Given passage:
_ _ _ _ _ _ _

Tears, screaming, 'Muuuuuummy!', climbing up me and hanging around my neck like a baby gibbon.

Poor chap. He has done some nice things too today. Honest.

Sunday, 14 August 2011

Felexicon


Ever wanted to know how to go about understanding Felish? Well, now you can! Here is a Beginner’s Guide to commonly used words:

Doddor - Can refer specifically to his bosom companion, Norman the dog, or to any dog in general

Topper - Plane or helicopter

Peatop - Teapot

Bicydidor - Bicycle or anything that looks a bit like one

Bike car - motorbike

Pider - Spider

Doffee - coffee

Owee - yellow

Bussydah - Butterfly

Tea! - You are cordially invited to partake of afternoon (or morning, or evening, rather depends on what mood he’s in) tea with Felix. You will partake. Or else.

Further lessons in Felish will follow when he decides make further notable additions to his vocabulary.

Saturday, 13 August 2011

Tickling is a Capital Offence and Heedless Bunnies Shall be Binned


I was teasing Felix by making a little toy man of his jump onto different parts of his body and tickle him. He was giggling his head of until, ‘Man tickle Felix’s tummy!’ at which point he grabbed the poor soul, stuffed him feet first into his gob and proceeded to chew his legs with a vicious, ‘Num num num!’ Harsh.

‘Sleeping Bunnies’ is a song which involves lying on the floor, pretending to be asleep and then springing up and hopping at the end, and Felix was really getting into it this afternoon. After a few rounds of this, I was getting knackered (participation is mandatory). So, I thought I’d cheat a bit by kneeling and just putting my head down low. As if this was going to fool him. ‘Night, NIGHT, bunny!’, he shouted, pointing at the floor. And so I found myself, once again, lying prone on hardwood flooring, persevering with this fascist’s paradise of a song to which some one gave a misleadingly innocuous title. I was dutifully ready for another round but I noticed that Master Lang had arisen and was doing something else. ‘Felix, you’re supposed to be sleeping! You’re a rubbish bunny’ I exclaimed. ‘Yes. Bin’, he conceded with a nod.

_ _ _ _ _ _ _

Dataset rows:
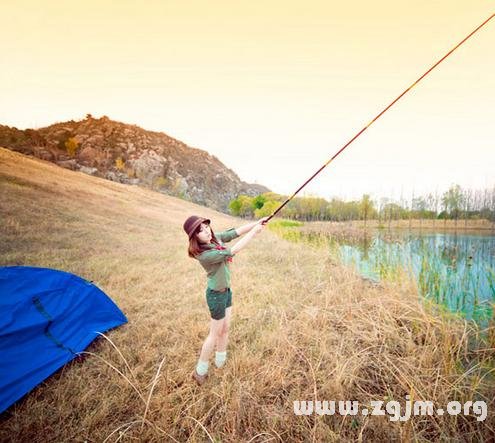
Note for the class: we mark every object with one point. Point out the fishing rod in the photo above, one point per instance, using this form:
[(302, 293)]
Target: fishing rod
[(379, 115)]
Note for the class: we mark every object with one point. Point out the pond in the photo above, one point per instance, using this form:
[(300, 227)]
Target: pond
[(454, 269)]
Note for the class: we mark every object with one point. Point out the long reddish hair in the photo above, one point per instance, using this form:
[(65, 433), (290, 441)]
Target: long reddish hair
[(195, 247)]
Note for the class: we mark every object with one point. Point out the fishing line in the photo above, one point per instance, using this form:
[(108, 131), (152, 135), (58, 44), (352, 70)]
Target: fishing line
[(380, 114)]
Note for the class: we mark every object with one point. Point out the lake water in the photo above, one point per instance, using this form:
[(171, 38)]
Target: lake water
[(456, 270)]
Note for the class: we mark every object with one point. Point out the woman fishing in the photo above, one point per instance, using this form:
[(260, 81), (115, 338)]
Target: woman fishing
[(208, 248)]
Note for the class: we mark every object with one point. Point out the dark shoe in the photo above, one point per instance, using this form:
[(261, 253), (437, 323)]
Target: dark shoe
[(200, 379)]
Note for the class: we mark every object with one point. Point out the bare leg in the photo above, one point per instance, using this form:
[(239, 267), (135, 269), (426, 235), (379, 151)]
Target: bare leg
[(216, 327), (224, 332)]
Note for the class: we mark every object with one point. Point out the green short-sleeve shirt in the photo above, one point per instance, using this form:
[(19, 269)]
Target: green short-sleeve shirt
[(215, 262)]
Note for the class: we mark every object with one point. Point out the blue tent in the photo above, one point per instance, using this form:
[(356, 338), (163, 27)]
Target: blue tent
[(46, 318)]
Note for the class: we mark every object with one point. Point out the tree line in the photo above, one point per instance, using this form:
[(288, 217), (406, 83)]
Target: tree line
[(455, 203)]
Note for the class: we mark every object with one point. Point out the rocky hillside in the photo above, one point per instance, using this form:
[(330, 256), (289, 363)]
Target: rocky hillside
[(130, 154)]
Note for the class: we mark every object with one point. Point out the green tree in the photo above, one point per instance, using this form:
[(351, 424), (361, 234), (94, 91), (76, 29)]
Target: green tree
[(259, 201), (366, 208), (268, 209)]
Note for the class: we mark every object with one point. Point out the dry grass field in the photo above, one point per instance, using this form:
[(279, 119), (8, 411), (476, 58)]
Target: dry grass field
[(304, 328)]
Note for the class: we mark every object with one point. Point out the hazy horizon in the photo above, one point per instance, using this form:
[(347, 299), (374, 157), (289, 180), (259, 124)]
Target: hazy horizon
[(274, 89)]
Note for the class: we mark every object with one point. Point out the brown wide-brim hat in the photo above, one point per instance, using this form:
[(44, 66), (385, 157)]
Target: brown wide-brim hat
[(192, 223)]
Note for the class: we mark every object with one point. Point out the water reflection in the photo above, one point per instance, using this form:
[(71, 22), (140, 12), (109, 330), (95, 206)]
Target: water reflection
[(453, 269)]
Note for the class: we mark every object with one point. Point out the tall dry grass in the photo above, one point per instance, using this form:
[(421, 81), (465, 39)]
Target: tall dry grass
[(303, 328)]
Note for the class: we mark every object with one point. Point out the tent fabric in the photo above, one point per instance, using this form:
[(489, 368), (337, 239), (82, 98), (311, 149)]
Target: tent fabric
[(46, 318)]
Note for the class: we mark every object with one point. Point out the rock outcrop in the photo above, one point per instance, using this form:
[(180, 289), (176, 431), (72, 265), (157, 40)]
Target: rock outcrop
[(130, 154)]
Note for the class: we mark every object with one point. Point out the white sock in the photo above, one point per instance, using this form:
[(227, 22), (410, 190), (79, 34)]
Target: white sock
[(220, 358), (202, 367)]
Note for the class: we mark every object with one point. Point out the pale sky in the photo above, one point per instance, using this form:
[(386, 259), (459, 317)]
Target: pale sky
[(272, 88)]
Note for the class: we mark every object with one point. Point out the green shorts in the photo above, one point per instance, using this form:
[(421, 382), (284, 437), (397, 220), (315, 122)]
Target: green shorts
[(218, 302)]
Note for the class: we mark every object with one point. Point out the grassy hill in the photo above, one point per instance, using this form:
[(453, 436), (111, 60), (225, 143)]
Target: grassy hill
[(303, 328)]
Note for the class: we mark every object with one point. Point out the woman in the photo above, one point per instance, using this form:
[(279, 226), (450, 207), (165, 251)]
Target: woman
[(210, 251)]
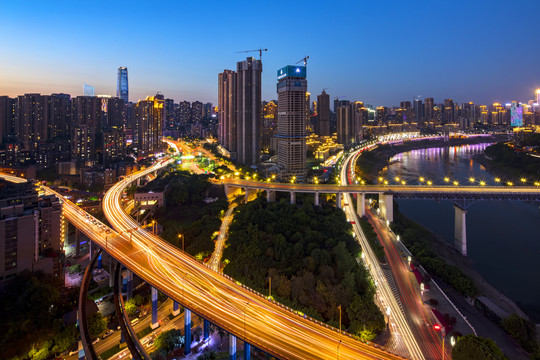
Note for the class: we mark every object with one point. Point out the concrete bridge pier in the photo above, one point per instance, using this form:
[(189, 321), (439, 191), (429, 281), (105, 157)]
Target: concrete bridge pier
[(386, 204), (155, 322), (232, 347), (361, 204), (293, 198), (206, 329), (460, 230), (129, 284), (247, 351), (187, 331), (111, 277), (249, 192), (176, 308), (77, 242)]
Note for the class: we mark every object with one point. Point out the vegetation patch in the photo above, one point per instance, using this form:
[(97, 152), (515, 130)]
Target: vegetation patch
[(312, 259), (418, 240)]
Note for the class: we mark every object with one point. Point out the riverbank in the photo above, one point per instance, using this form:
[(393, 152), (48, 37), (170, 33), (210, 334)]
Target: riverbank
[(377, 160), (374, 161)]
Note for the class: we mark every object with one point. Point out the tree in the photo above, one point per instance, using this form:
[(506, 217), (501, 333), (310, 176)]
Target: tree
[(524, 331), (65, 339), (169, 340), (97, 325), (130, 307), (473, 347)]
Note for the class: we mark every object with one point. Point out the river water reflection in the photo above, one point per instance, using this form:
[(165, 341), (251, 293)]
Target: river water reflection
[(503, 236)]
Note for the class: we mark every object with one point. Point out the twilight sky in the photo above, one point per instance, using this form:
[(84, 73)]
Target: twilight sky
[(379, 52)]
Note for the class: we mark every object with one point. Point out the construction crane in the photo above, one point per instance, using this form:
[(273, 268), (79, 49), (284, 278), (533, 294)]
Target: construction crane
[(259, 50), (304, 60)]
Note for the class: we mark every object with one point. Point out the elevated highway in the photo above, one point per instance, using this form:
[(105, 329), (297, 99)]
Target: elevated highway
[(239, 310)]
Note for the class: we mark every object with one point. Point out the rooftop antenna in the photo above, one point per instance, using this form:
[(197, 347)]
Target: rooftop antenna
[(304, 60), (259, 50)]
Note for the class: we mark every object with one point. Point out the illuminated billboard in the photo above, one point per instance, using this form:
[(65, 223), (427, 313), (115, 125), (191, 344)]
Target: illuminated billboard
[(516, 114), (292, 71)]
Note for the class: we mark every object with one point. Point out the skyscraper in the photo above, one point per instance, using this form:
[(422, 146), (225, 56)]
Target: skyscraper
[(248, 109), (418, 112), (291, 88), (88, 90), (122, 89), (86, 129), (428, 109), (149, 121), (323, 112), (227, 110)]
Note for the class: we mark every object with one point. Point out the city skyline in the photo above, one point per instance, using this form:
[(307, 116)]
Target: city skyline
[(466, 55)]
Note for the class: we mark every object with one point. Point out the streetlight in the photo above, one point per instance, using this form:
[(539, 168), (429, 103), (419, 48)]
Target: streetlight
[(339, 307), (245, 306), (181, 236)]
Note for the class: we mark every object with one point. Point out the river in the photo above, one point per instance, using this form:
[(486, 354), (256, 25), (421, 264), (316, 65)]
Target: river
[(502, 236)]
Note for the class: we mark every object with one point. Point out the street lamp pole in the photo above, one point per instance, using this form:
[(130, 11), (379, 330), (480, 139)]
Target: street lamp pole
[(245, 306), (339, 307)]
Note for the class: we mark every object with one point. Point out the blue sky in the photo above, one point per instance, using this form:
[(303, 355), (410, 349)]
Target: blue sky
[(379, 52)]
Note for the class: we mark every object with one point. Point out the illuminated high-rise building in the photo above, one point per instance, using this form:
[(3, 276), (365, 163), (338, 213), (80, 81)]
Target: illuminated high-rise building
[(248, 108), (428, 109), (88, 90), (86, 118), (291, 137), (227, 111), (122, 88), (148, 125), (323, 112)]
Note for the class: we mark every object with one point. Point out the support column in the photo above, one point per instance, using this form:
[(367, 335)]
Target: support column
[(460, 230), (206, 329), (154, 323), (111, 277), (270, 196), (176, 308), (386, 204), (77, 242), (232, 347), (129, 284), (361, 204), (187, 331)]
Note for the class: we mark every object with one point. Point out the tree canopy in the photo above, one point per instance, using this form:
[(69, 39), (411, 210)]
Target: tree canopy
[(311, 257), (473, 347)]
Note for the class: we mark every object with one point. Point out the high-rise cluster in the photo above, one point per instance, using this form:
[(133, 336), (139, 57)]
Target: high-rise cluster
[(239, 103), (291, 129)]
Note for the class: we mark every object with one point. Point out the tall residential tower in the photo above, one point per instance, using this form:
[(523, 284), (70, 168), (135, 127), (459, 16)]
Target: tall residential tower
[(122, 89), (291, 134), (248, 75)]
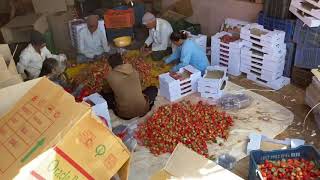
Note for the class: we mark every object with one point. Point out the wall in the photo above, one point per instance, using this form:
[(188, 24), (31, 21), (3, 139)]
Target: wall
[(211, 13)]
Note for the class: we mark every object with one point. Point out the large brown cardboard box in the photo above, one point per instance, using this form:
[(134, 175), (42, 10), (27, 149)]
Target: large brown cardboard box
[(19, 28), (45, 134), (187, 164)]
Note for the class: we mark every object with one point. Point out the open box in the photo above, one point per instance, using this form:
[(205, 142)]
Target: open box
[(45, 134)]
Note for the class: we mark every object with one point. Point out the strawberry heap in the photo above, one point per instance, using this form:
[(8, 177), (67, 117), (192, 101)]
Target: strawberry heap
[(291, 169), (194, 125)]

_ _ _ _ _ _ _

The exercise: Using the Felish guide in the diary entries, list every Felish word that names an animal, along with its meaning. The items that come after the diary entries are separate material.

Correct response:
- Doddor: Norman the dog, or any dog in general
- Pider: spider
- Bussydah: butterfly